Exercise
Reproduce word for word the passage below about how HIGs submit policy and legislative suggestions.

Another important approach HIGs use to influence legislation is to actively submit policy or legislative suggestions. To make a persuasive case, lobby groups need some sort of factual base that demonstrates why a particular policy is required or why a chosen alternative will work. To accomplish this, they must devote resources to researching, synthesising, packaging, disseminating, and promoting information (Berry 1997b). HIGs in China often have a close relationship with professionals in relevant policy areas – for example, lawyers as well as civil society and housing management scholars and practitioners. These contacts help HIGs prepare coherent and persuasive arguments rooted in the state's legal and procedural terminology.

Data lines
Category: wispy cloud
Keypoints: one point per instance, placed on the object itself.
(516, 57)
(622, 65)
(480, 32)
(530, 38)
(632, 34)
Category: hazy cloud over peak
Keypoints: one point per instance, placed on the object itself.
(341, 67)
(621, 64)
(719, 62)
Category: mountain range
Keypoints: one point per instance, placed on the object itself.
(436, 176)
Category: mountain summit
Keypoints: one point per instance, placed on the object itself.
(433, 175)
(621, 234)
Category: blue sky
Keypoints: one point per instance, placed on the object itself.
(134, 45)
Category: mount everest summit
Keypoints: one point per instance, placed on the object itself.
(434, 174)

==

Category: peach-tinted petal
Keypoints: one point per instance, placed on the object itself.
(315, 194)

Task answer
Another important approach HIGs use to influence legislation is to actively submit policy or legislative suggestions. To make a persuasive case, lobby groups need some sort of factual base that demonstrates why a particular policy is required or why a chosen alternative will work. To accomplish this, they must devote resources to researching, synthesising, packaging, disseminating, and promoting information (Berry 1997b). HIGs in China often have a close relationship with professionals in relevant policy areas – for example, lawyers as well as civil society and housing management scholars and practitioners. These contacts help HIGs prepare coherent and persuasive arguments rooted in the state's legal and procedural terminology.